##### Extract provided

The tendency for a magnetic material to be more easily magnetised in certain directions. It is this anisotropy that stabilises magnetism to allow it to be used.
A magnetically ordered material where the moments on each atomic site cancel with their neighbours so that the overall moment is zero.
The reverse field that must be applied to a magnetised sample to reduce its overall magnetisation to zero.
The critical temperature above which a ferromagnet becomes disordered and has only paramagnetic properties. In an antiferromagnet this critical temperature is called the Néel temperature.
A material that develops a magnetic moment opposite to any applied field. All materials show this effect very weakly, but it is masked by stronger effects in the other types of magetic matter.
A small region within a ferromagnet that is uniformly magnetised in a certain direction. They are typically microns in size but can be very different depending on the material and the shape of the sample.
Thin regions between the domains where the magnetisation rotates from the direction in one domain to the other.
Fundamental particle possessing both charge and spin. Electrons are responsible for the bonding that forms solids from free atoms, and it delocalised electrons that give rise to the conducting properties of metals. The fact that the electron possesses spin gives rise to the magnetic properties of materials, along with the orbital motion of the electrons around and between atoms.
The interaction that gives rise to magnetic ordering - it comes from the rules determining how indistinguishable particles, such as electrons, can be exchanged between systems in quantum mechanics.
This phenomenon results from the interactions between a ferromagnetic and antiferromagnetic layer, and comminly manifests itself as a shift, or bias, in the hysteresis loop of the ferromagnet. This is technologically important in the fabrication of spin-valves and MRAM cells.
A magnetically ordered material where all the moments are aligned inthe same direction, giving rise to a large net magnetisation. The name is derived from the latin word for iron, which is the most common example of such a material.
Often abbreviated to GMR, the giant magnetoresistance is the large drop in resistance in a magnetic multilayer.
A plot of magnetisation against applied field for a ferromagnet exhibits hysteresis - it is not the same on forward and reverse sweeps. The open area between the two branches of the curve forms a loop. Hysteresis means that the magnetisation doesn't just depend on the field and temperature of a sample, but also on what the field and temperature were previously.
Magnetic random access memory - computer memory is now being developed that makes use of spin-valves and related devices. The major advantage over traditional semiconductor RAM is the lack of a need to supply power to refresh the data.
A magnetic dipole. Moments will align with a uniform field due to the torque exerted but will experience a force in a field gradient.
A nanostructure where different materials are built up on top of each other at the atomic scale. At the end of the 1980's scientists first learnt to make sufficiently perfect structures from magnetic metals to uncover a whole variety of new physics unknown in bulk materials.
A fundamental particle with zero charge but the same spin as the electron. Found in all atomic nuclei it is known to the condensed matter scientist as a useful probe of magnetic ordering in solids.
A material that develops a magnetic moment parallel to any applied field. It contains microscopic permanent moments, like a ferromagnet, but the difference is they are only weakly interacting so that no long-ranged order can develop.
The amount of magnetisation remaining after a ferromagnet has been magnetised in an applied field.
The intrinsic angular momentum possessed by fundamental particles - giving the appearance of them 'spinning'. This angular momentum leads to a magnetic moment of fixed size for each particle.
A multilayer structure exhibiting a substantial giant magnetoresistance in a small field. The basic design features two magnetic layers one of which is 'free' to respond to fields whilst the other is 'pinned' using exchange bias. These are technologically very important, particularly as read-heads in the hard disk storage.
The magnetic field found outside a magnetised body. Nature will try to minimise ths by forming domains within the sample - but for permanent magnets to be useful we need to ensure that as much field as possible is in the free space where we can use it.

##########

Your instructions: In the magnetism glossary, what is the critical temperature of an antiferromagnet called?

##### Exercise data

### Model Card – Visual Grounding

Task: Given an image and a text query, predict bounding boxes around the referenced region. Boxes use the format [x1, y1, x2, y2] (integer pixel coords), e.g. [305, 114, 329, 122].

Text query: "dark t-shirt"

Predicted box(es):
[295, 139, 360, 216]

##########

Response to this exercise: The Néel temperature.